▶ _Exercise_:
Extract every line of the rows below that contains the string "base", copying each such line in full.

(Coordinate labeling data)
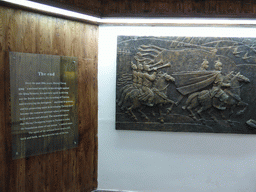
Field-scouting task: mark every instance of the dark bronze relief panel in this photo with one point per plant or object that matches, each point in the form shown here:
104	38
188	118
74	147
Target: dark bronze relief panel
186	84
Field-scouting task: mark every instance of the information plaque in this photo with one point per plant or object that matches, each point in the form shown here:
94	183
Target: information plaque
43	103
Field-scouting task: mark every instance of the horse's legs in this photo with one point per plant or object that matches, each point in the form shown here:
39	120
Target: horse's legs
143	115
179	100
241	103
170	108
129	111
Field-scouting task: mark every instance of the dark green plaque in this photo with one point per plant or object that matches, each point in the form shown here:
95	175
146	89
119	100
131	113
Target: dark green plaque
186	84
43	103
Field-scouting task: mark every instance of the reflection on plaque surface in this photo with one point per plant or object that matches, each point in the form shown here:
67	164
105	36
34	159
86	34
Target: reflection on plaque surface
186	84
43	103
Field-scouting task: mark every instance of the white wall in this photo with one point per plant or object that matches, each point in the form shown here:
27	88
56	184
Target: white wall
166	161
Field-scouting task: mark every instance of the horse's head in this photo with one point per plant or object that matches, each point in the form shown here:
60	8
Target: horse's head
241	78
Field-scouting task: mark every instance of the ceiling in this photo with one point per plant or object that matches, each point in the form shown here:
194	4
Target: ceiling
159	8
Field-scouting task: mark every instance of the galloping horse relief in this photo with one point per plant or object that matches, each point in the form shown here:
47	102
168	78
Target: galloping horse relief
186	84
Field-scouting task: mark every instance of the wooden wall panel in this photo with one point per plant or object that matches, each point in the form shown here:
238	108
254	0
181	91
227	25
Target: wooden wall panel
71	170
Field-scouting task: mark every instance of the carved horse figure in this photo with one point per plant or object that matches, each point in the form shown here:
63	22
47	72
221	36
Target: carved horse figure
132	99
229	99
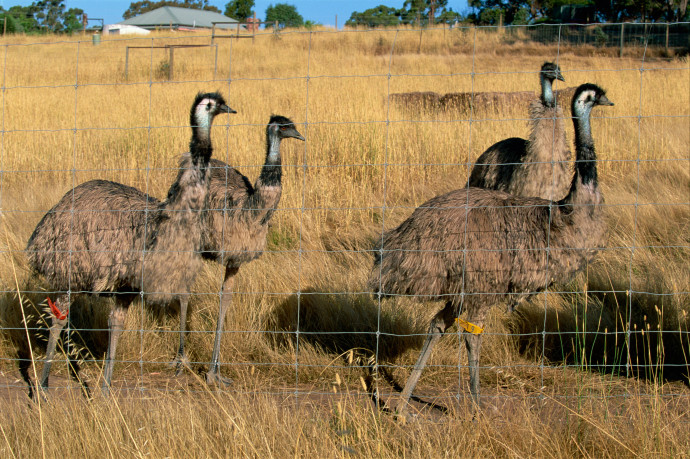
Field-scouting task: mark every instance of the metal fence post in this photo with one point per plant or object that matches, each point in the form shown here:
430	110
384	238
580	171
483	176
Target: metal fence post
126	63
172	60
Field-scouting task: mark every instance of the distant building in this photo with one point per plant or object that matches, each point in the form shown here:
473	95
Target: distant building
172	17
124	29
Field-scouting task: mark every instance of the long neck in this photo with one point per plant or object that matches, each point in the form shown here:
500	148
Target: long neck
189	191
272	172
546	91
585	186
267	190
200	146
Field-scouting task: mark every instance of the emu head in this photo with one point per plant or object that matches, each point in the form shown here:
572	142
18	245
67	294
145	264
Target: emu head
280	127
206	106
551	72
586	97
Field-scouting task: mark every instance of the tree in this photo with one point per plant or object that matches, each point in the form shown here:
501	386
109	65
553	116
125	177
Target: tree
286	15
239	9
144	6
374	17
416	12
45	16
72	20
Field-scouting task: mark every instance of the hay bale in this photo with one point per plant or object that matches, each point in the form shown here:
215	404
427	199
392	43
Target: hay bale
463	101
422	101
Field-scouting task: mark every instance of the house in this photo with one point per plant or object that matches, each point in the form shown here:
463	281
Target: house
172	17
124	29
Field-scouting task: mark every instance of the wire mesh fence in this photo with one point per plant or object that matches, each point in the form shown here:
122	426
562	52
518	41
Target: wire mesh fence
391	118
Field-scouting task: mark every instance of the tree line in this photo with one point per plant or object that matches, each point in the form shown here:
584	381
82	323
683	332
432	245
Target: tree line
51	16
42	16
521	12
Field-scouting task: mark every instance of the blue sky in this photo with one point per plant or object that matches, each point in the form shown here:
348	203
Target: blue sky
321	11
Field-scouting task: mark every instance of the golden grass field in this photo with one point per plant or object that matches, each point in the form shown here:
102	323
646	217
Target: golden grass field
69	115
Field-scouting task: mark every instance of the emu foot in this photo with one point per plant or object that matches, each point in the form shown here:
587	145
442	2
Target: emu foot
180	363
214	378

--

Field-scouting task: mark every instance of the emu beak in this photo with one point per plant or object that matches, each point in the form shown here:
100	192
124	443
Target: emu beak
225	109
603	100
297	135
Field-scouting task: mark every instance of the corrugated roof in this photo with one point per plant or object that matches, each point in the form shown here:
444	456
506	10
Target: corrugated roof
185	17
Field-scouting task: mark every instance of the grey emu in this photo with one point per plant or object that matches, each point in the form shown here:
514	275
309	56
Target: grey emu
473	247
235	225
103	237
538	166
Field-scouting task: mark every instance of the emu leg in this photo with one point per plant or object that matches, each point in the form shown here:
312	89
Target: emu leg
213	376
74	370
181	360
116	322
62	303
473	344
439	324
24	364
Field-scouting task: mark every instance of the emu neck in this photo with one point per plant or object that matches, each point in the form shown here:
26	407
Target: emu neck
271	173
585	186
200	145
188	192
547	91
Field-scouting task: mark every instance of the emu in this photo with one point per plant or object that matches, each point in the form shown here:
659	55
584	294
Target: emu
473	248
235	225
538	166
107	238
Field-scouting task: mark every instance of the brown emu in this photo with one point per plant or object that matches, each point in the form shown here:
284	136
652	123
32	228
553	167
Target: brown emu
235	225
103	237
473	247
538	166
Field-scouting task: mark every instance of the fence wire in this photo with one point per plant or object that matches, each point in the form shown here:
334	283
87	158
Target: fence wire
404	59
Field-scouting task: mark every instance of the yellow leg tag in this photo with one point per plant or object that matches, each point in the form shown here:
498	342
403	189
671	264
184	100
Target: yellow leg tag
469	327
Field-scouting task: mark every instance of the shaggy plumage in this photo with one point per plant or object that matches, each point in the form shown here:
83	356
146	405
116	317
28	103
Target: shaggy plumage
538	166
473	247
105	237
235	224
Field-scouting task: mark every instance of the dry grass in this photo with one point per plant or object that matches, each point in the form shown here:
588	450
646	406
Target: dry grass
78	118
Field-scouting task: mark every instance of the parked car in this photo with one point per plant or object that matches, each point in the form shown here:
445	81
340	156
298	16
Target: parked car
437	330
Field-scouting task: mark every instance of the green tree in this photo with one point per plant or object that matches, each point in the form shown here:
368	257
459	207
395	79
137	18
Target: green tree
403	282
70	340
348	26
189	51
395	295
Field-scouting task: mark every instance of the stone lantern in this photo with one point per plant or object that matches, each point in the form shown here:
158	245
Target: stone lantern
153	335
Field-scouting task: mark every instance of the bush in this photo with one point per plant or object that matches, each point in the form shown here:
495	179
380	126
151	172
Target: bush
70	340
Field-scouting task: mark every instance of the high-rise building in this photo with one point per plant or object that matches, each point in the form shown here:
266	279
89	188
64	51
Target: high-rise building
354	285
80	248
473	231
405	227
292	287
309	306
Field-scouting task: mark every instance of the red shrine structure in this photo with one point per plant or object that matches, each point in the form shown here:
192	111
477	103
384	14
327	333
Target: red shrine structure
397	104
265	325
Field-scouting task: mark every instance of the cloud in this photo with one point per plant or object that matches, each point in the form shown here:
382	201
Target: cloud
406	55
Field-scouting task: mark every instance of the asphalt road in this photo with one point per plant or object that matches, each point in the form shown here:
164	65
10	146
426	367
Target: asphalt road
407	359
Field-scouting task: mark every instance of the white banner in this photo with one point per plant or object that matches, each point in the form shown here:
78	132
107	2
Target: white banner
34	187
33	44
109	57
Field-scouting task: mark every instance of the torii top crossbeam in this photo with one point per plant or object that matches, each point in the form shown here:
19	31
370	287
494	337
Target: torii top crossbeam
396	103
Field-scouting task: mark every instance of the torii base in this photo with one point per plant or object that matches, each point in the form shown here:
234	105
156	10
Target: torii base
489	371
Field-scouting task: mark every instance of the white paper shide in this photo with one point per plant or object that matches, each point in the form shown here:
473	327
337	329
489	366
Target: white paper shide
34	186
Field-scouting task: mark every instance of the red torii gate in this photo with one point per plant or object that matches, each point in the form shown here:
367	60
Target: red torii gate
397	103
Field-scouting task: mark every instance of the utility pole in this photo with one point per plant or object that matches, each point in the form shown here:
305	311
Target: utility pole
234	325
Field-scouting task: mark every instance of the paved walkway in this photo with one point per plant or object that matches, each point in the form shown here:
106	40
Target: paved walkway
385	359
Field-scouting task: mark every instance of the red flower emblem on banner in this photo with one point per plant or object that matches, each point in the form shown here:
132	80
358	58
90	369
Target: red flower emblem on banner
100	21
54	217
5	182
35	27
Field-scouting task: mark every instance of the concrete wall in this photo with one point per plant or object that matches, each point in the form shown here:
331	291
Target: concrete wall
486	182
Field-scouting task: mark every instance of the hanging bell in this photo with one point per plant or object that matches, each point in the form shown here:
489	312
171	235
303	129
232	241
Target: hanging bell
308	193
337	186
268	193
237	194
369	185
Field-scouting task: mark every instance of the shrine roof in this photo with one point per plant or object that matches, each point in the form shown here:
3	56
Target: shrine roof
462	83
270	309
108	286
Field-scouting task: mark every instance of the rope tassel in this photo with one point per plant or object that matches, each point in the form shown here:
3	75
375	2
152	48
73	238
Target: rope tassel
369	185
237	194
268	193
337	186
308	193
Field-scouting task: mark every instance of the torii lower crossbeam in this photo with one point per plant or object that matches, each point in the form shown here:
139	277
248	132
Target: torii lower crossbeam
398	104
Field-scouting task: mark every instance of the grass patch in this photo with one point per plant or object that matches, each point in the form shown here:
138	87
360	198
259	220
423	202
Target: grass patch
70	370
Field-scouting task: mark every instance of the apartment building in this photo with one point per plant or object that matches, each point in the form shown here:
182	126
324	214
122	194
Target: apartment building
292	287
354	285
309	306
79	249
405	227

...

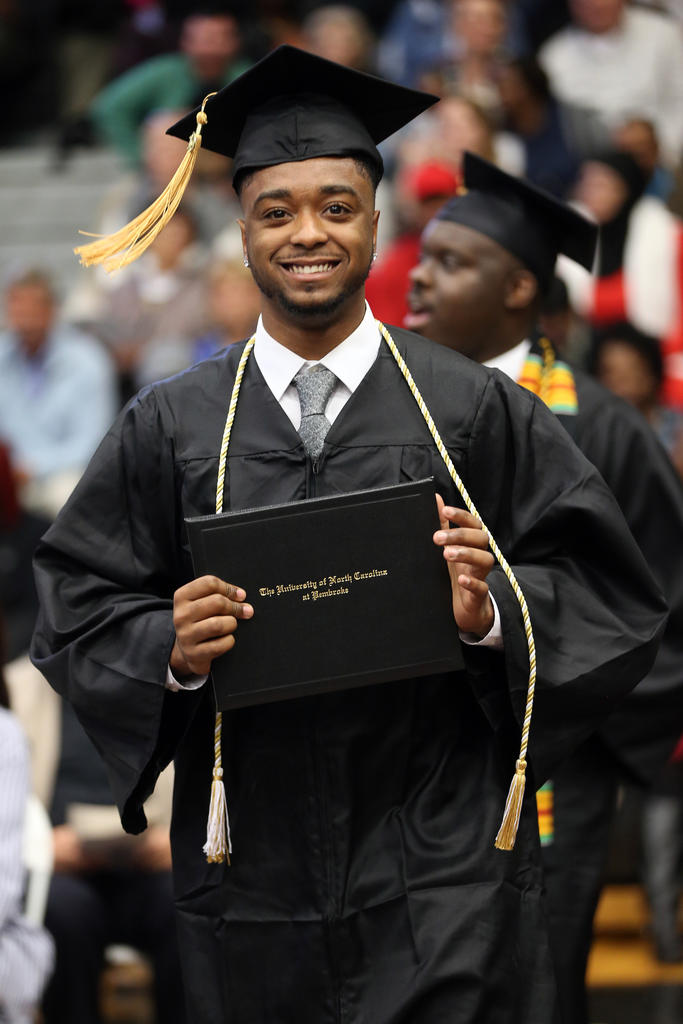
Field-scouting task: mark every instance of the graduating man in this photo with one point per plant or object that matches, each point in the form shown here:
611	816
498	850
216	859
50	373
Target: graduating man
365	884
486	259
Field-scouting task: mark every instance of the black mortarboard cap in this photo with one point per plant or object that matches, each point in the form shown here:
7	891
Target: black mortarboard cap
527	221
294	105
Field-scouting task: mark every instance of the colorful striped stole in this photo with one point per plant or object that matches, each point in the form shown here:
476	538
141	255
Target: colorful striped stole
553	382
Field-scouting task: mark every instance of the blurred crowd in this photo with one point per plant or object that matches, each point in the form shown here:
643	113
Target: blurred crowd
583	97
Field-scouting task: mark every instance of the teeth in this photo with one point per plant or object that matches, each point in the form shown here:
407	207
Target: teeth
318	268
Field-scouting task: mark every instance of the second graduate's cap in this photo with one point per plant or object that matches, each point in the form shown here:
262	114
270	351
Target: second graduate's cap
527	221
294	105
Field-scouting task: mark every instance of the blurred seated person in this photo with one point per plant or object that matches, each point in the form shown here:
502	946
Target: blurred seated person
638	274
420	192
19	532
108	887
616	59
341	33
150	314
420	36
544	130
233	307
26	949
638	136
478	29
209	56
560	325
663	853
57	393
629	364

▶ _Expected answer_:
Field-scouting task: mark every instance of the torii base in this photo with one point per plant or object that matches, each point in the form shown here:
Target: torii base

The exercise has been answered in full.